* _PROBLEM STATEMENT_:
Please write back every entry exactly, character for character.

* _SUPPLIED MATERIAL_:
........

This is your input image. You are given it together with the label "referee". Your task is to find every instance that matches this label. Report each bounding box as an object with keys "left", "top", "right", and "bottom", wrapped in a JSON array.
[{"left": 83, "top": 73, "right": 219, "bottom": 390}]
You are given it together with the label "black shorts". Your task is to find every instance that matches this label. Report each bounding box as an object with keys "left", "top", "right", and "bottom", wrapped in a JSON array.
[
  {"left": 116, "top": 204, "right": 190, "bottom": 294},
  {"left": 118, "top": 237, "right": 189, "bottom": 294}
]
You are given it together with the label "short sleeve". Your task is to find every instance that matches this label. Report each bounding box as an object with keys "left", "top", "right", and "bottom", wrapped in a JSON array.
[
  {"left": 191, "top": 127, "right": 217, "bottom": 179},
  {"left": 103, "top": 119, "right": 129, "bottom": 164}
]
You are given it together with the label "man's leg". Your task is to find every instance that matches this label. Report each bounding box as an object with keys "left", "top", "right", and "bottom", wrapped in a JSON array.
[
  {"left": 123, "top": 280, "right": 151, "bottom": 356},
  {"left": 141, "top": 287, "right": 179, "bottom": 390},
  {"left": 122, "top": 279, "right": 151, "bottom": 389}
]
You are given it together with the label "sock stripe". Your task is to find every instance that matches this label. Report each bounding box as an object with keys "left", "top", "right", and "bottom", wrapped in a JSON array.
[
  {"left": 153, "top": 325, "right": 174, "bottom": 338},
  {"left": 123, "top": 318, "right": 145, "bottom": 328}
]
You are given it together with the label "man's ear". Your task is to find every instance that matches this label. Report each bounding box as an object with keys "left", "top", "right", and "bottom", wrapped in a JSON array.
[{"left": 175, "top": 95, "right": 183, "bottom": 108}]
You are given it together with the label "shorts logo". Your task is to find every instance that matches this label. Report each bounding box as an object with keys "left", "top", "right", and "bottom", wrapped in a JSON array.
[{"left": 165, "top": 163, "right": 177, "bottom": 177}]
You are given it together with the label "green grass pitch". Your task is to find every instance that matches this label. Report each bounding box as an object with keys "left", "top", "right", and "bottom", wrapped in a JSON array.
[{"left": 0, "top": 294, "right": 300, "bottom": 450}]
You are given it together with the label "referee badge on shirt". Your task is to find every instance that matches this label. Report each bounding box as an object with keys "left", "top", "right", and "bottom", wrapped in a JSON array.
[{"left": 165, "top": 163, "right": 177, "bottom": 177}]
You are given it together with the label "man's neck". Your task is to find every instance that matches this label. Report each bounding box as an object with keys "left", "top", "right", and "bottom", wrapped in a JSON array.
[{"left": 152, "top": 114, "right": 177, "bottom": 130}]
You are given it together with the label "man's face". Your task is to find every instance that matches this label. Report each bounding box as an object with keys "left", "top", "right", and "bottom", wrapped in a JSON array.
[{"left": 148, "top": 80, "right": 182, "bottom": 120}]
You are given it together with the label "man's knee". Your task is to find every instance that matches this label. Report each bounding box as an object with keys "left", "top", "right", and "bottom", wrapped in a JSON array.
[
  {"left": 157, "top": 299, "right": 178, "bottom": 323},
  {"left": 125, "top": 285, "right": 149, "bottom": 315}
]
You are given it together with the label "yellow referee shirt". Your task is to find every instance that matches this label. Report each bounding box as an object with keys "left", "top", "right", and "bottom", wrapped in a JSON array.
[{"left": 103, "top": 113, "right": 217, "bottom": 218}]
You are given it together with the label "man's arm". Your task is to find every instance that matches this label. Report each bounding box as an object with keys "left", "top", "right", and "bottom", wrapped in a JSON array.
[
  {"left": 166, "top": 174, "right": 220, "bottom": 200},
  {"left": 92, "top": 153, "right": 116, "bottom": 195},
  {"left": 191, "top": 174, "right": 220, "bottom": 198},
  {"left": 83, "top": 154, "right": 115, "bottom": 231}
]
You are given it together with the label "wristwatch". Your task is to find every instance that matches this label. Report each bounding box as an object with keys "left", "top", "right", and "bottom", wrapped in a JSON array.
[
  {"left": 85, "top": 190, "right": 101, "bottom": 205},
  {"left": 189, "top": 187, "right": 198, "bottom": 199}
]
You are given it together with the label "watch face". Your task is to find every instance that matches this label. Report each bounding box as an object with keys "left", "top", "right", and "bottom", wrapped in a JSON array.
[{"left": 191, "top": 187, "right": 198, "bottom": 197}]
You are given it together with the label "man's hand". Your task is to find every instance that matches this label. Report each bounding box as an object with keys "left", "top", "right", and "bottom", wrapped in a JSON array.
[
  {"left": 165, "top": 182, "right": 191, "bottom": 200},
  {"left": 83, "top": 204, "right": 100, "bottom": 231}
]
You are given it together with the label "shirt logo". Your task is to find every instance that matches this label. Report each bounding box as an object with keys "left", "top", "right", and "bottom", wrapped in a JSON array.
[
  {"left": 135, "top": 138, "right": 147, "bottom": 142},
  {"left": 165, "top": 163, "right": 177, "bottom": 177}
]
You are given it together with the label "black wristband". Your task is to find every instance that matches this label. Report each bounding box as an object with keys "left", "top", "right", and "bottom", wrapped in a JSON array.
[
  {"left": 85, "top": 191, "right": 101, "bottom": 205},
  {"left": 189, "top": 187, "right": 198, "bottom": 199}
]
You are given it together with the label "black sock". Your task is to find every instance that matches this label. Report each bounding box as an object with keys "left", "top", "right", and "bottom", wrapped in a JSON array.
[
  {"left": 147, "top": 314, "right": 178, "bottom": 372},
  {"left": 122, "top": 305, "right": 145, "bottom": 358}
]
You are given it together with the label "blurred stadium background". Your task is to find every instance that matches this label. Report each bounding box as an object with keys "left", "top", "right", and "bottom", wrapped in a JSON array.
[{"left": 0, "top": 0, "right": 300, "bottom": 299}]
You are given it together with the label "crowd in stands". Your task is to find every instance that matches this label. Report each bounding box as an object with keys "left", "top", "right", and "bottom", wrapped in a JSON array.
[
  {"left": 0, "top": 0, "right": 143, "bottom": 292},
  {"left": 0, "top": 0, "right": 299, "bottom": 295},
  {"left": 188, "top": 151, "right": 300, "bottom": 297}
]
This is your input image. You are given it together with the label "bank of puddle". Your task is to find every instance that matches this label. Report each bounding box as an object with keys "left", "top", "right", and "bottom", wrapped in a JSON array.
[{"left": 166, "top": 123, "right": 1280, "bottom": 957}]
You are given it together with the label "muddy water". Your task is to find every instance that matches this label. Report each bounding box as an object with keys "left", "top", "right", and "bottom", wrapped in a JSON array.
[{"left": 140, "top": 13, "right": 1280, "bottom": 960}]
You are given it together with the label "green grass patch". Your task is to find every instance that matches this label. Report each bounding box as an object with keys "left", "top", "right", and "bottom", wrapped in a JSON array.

........

* _ANSWER TO THIS TASK_:
This is your input image. You are given it together with the label "referee". Your task is to find every instance that matches this label. Report each bounding box as an object with keys "left", "top", "right", and "bottom", wrapped in a JSON array.
[{"left": 83, "top": 73, "right": 219, "bottom": 390}]
You are given it together with the label "black shorts". Your task is to find every instance that matches this label. Report each bounding box as an object with keys "left", "top", "right", and "bottom", wrapped in a JSON array.
[
  {"left": 116, "top": 204, "right": 190, "bottom": 294},
  {"left": 118, "top": 237, "right": 189, "bottom": 294}
]
You are given it together with the label "short sleeve". Your task is to find every instance that matches this label. Report each bounding box as an object with keys "left", "top", "right", and "bottom", wrapped in a JSON array.
[
  {"left": 191, "top": 127, "right": 217, "bottom": 179},
  {"left": 103, "top": 119, "right": 129, "bottom": 164}
]
You are given it together with the label "man's leg". Your task is to find every instance that matches this label. Report each bounding box as an object with keys "left", "top", "right", and "bottom", wrapped in a JSON array.
[
  {"left": 123, "top": 280, "right": 151, "bottom": 356},
  {"left": 141, "top": 287, "right": 179, "bottom": 390},
  {"left": 122, "top": 279, "right": 151, "bottom": 389}
]
You are given it together with the label "sock stripe". Your task is to find every instance that matches this label. Report each bounding box as an object with keys "left", "top", "right", and "bottom", wrapped in a JSON array.
[
  {"left": 153, "top": 325, "right": 174, "bottom": 338},
  {"left": 123, "top": 318, "right": 145, "bottom": 328}
]
You are given it together with the label "man's ear". Your task is to find every instance that matches this label. Report each bounding box as an object with keys "left", "top", "right", and "bottom", wrapped in a JSON array.
[{"left": 175, "top": 95, "right": 183, "bottom": 108}]
You are given it together with the label "shorts logo". Your task is to find every instance that matches this label. Report each bounding box as an object with keys "left", "top", "right", and "bottom", wrapped in a JSON array.
[{"left": 165, "top": 163, "right": 177, "bottom": 177}]
You are given it together with the label "green grass pitch". Your task is to find every instance that matches this label. Report each bounding box as an object with keys "left", "top", "right", and "bottom", wrapped in a JSON array.
[{"left": 0, "top": 294, "right": 300, "bottom": 450}]
You are given it together with the label "referee badge on shirt". Your task is to find every instance that matches this label. Report each bounding box as an object with keys "left", "top", "right", and "bottom", wrapped in a JSON array.
[{"left": 165, "top": 163, "right": 177, "bottom": 177}]
You are given it together with the label "man's neck". Your task is to find every instance that matches this label. Report each bounding box as an object with keys "left", "top", "right", and "bottom", wrapped in a JSON array.
[{"left": 152, "top": 114, "right": 177, "bottom": 130}]
You are given it together with the label "man's face". Your task is to find every instance that matches this label. Report each bounding box as an object with keys "left", "top", "right", and "bottom", wrapped in a JSON array.
[{"left": 148, "top": 80, "right": 182, "bottom": 120}]
You are given it together with the label "man's knee". Your task is to find every instance that matches this label. Report each bounding box as an object with keys "left", "top", "right", and "bottom", wrapped in a JSON array.
[
  {"left": 157, "top": 299, "right": 178, "bottom": 323},
  {"left": 125, "top": 285, "right": 149, "bottom": 315}
]
You are given it together with the label "yellow referee shirt". Your task is to find every instance that matches this label. Report each bounding box as an object with keys "left", "top", "right", and "bottom", wrapped in a JSON array.
[{"left": 103, "top": 113, "right": 217, "bottom": 218}]
You are given it together with the label "man's arm". Your task is to find every instance that matches this label. Report each bounding box as an object with keys "left", "top", "right", and "bottom", wrapped in a JSON array.
[
  {"left": 166, "top": 174, "right": 220, "bottom": 200},
  {"left": 92, "top": 153, "right": 116, "bottom": 195},
  {"left": 191, "top": 174, "right": 220, "bottom": 198},
  {"left": 83, "top": 154, "right": 115, "bottom": 231}
]
You are given it together with the label "wristwatch". Your task is to find every instance that matches this label. Report each bounding box as an object with keys "left", "top", "right", and "bottom", wrapped in a JSON array.
[
  {"left": 85, "top": 190, "right": 101, "bottom": 205},
  {"left": 189, "top": 187, "right": 198, "bottom": 199}
]
You are given it together with the label "watch face". Your task is to find every instance that matches this label. Report each bounding box as an object with keys "left", "top", "right", and "bottom", wrapped in a JSON array.
[{"left": 191, "top": 187, "right": 198, "bottom": 197}]
You are given it together with the label "man's hand". Your task is to find every instance that matches this label. Report each bounding box as an object with keys "left", "top", "right", and "bottom", wrapped in a JSON array.
[
  {"left": 165, "top": 182, "right": 191, "bottom": 200},
  {"left": 83, "top": 204, "right": 100, "bottom": 231}
]
You are given it together with the label "shirt logo". Your task is to find every instance that matches this label. Report each bounding box as an object with keys "left", "top", "right", and "bottom", wrapped in a JSON array.
[
  {"left": 135, "top": 138, "right": 147, "bottom": 142},
  {"left": 165, "top": 163, "right": 177, "bottom": 177}
]
You are given it together with the label "black wristband". Your task is to find every instance that matches this label. Report each bounding box as an object with keys "left", "top", "right", and "bottom", wrapped in a JSON array.
[
  {"left": 85, "top": 191, "right": 101, "bottom": 205},
  {"left": 189, "top": 187, "right": 198, "bottom": 199}
]
You are given it together with the label "black sock". Your task is to find every instance that matches this label. Report each bounding box as an object with keys "left", "top", "right", and "bottom", wrapped in a JSON array.
[
  {"left": 147, "top": 314, "right": 178, "bottom": 372},
  {"left": 122, "top": 305, "right": 145, "bottom": 358}
]
You are given it together with the label "blurred stadium background". Your task is to find every instance that matches this label. Report each bounding box as an object with keys "left", "top", "right", and "bottom", wrapped in a JSON array.
[{"left": 0, "top": 0, "right": 300, "bottom": 299}]
You are given it together with the label "crowd in stands". Your task is to find every instance that matches this label. Report each bounding box as an object with keys "left", "top", "right", and "bottom", wrapped in a JSON array.
[
  {"left": 0, "top": 0, "right": 143, "bottom": 292},
  {"left": 0, "top": 0, "right": 299, "bottom": 295},
  {"left": 188, "top": 151, "right": 300, "bottom": 297}
]
This is your input image. You are given it together with the label "bank of puddle". Your task is to find every instance that matches this label. Report each bounding box as an object with keys "left", "top", "right", and "bottom", wrapped in a JSON array.
[{"left": 166, "top": 123, "right": 1280, "bottom": 957}]
You are given it together with the label "muddy water". Your task is to find every instance that matches this label. Report each bounding box as an object with keys "left", "top", "right", and "bottom", wrapped in a JSON array.
[{"left": 140, "top": 13, "right": 1280, "bottom": 960}]
You are given it together with the label "green grass patch". Your task is to find every instance that matches this label. Report each bounding box as an object with keys "left", "top", "right", and "bottom", wrapped in a JSON array.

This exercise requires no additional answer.